_Source extract_:
____________________

Two clear benefits of compiled Verilog-A are faster, easier implementation of nonlinear models and improved model-sharing, which comes with a standards-based model.

Fast and Easy Modeling

Implementing a native nonlinear model in SPICE or most other simulators requires about 10,000 lines of code written in more than 40 different routines. A separate set of routines must be completed for each simulation type (DC, AC, harmonic balance, etc.). As the program must be written in a general programming language such as C or C++, the models are built from the ground up.

In contrast, implementing a model using Verilog-A typically takes one-tenth the number of lines of code, speeding development and reducing errors. For example, one of the most tedious and error-prone portions of modeling is calculating function integrals and derivatives. Using Verilog-A, the charge function is defined and the complier symbolically calculates all required derivatives and integrals. In addition, current and noise contributions are easily defined using built-in functions.

A simple example of how modeling is made easier is shown in parameter definition and range checking. Typically, model parameters have default values and limited valid ranges. For example, in a pn diode model, the zero-bias junction capacitance has a default value of 0 and can be any positive number. The Verilog-A statement that describes this is simply

parameter real cjo=0 from [0:inf];

In the case of the junction potential, Vj, the default value is 1 and can accept any value except 0. The Verilog-A that describes this is

parameter real vj=1.0 exclude 0;

After simply defining the parameters, the Verilog-A compiler takes care of the actual parameter checking and error message generation. The complete implementation of the diode model can be found on the Eagleware Web site at

Table 1
New Models Supplied with the Advanced Modeling Kit








Philips JUNCAP


Angelov (Chalmers)

____________________

_Data extract_:
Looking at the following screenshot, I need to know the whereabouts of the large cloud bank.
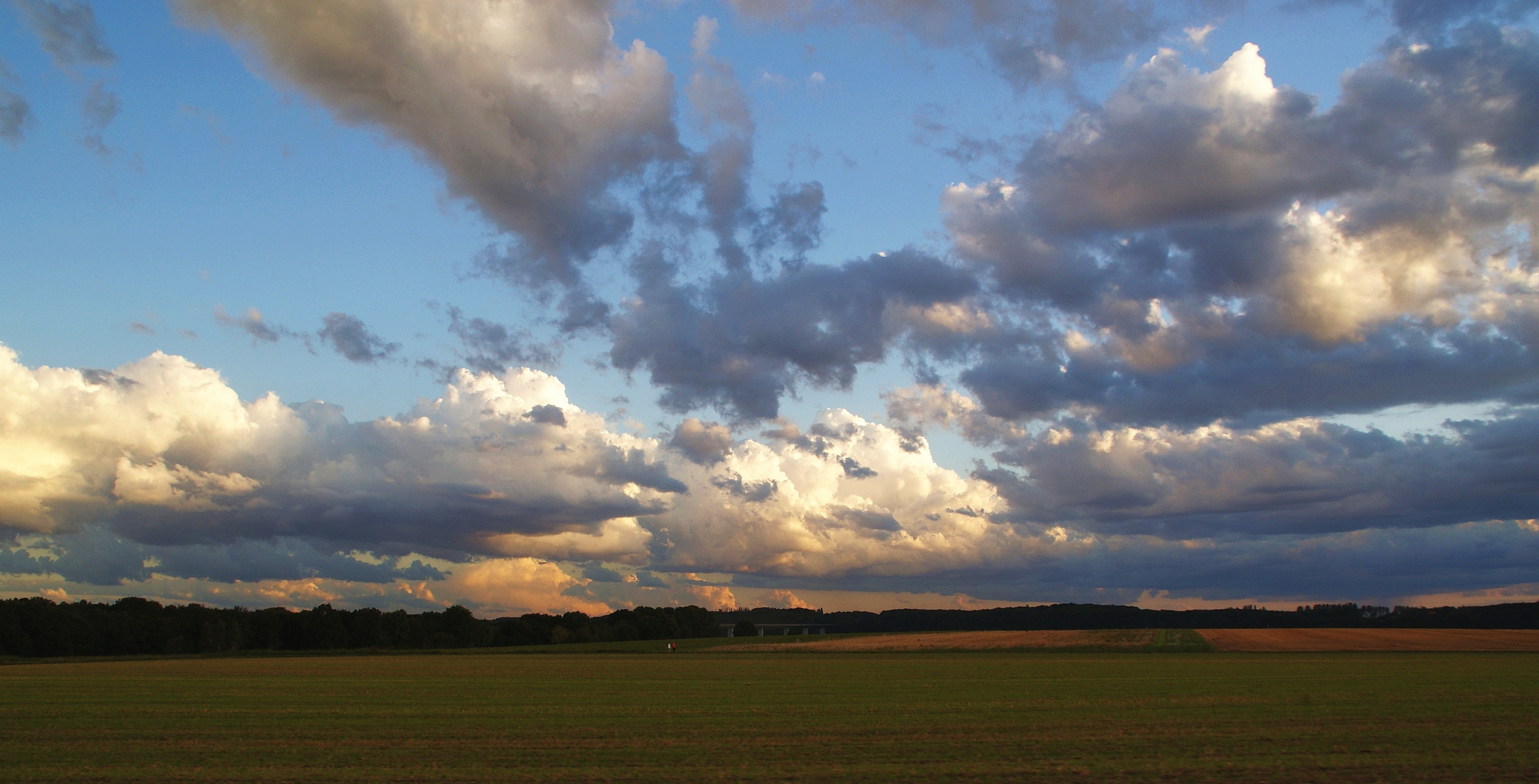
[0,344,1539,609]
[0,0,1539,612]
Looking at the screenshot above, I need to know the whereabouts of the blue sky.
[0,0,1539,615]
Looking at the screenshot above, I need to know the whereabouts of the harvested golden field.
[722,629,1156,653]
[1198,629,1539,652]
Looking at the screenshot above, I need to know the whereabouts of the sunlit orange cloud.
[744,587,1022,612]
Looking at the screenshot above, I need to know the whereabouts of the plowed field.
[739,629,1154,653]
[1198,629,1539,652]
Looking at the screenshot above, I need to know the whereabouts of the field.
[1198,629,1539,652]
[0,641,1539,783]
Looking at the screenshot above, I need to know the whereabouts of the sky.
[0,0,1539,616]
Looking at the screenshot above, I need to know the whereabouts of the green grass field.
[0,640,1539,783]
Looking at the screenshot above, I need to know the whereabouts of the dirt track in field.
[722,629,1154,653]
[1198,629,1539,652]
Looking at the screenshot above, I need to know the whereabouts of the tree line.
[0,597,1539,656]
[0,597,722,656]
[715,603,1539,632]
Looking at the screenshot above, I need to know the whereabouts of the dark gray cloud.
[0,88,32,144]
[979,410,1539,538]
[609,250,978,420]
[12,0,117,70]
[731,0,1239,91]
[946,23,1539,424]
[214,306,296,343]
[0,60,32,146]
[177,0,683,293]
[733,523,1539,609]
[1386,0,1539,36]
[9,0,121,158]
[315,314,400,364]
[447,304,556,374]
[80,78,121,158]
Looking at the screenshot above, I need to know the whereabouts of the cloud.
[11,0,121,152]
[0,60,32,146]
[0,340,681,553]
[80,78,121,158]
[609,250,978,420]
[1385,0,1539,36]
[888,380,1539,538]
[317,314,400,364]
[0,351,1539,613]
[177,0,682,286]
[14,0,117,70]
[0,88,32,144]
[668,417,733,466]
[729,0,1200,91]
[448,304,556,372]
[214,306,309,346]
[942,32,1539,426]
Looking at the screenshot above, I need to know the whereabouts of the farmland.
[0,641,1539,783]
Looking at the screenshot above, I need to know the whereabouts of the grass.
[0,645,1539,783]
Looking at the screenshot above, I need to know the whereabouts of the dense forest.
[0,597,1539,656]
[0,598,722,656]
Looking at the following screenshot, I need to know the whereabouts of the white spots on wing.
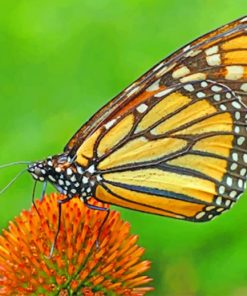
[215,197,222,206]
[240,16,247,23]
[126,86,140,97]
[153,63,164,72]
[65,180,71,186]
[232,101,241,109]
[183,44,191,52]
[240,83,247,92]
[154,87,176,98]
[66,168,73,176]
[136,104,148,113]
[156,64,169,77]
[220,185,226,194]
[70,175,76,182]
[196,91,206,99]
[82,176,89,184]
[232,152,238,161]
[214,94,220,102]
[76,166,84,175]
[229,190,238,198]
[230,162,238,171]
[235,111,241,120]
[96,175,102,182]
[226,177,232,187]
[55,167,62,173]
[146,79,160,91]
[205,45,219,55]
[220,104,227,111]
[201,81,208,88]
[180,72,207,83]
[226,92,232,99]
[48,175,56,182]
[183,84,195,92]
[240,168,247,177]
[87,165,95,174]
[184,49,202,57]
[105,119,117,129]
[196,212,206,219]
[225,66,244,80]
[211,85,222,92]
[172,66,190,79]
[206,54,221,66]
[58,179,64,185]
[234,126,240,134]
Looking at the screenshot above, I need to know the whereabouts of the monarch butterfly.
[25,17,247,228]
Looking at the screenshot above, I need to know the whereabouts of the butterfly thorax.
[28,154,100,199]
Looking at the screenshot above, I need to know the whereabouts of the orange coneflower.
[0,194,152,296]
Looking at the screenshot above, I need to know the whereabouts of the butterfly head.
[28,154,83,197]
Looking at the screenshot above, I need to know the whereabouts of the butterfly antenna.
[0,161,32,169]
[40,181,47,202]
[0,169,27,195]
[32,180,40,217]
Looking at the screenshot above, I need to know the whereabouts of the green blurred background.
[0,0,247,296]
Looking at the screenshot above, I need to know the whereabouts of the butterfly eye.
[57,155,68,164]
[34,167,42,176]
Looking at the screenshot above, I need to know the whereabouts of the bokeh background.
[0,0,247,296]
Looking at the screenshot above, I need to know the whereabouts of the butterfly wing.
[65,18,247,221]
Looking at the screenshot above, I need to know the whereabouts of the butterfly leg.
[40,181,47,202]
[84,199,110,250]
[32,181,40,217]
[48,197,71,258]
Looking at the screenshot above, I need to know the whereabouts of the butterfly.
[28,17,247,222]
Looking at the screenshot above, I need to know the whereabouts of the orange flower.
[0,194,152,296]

____________________

_Problems and tasks_:
[A] Update the Verilog-A passage starting at "In contrast, implementing" and ending at "using built-in functions.", putting "one-fifth" in place of "one-tenth".
[B] According to the Verilog-A passage, about how many lines of code does implementing a native nonlinear model in SPICE require?
[C] Decide whether each statement agrees with the Verilog-A passage, giving yes or no with the deciding words quoted from it:
(i) In a pn diode model, the zero-bias junction capacitance has a default value of 1.
(ii) For a native nonlinear model, a separate set of routines must be completed for each simulation type.
(iii) The junction potential, Vj, can accept any value, including 0.
The rows above come from a separate source and have no connection to the Verilog-A passage.

_Task responses_:
[A]
In contrast, implementing a model using Verilog-A typically takes one-fifth the number of lines of code, speeding development and reducing errors. For example, one of the most tedious and error-prone portions of modeling is calculating function integrals and derivatives. Using Verilog-A, the charge function is defined and the complier symbolically calculates all required derivatives and integrals. In addition, current and noise contributions are easily defined using built-in functions.

[B] About 10,000 lines of code, written in more than 40 different routines.

[C]
(i) No: "the zero-bias junction capacitance has a default value of 0"
(ii) Yes: "A separate set of routines must be completed for each simulation type"
(iii) No: "can accept any value except 0"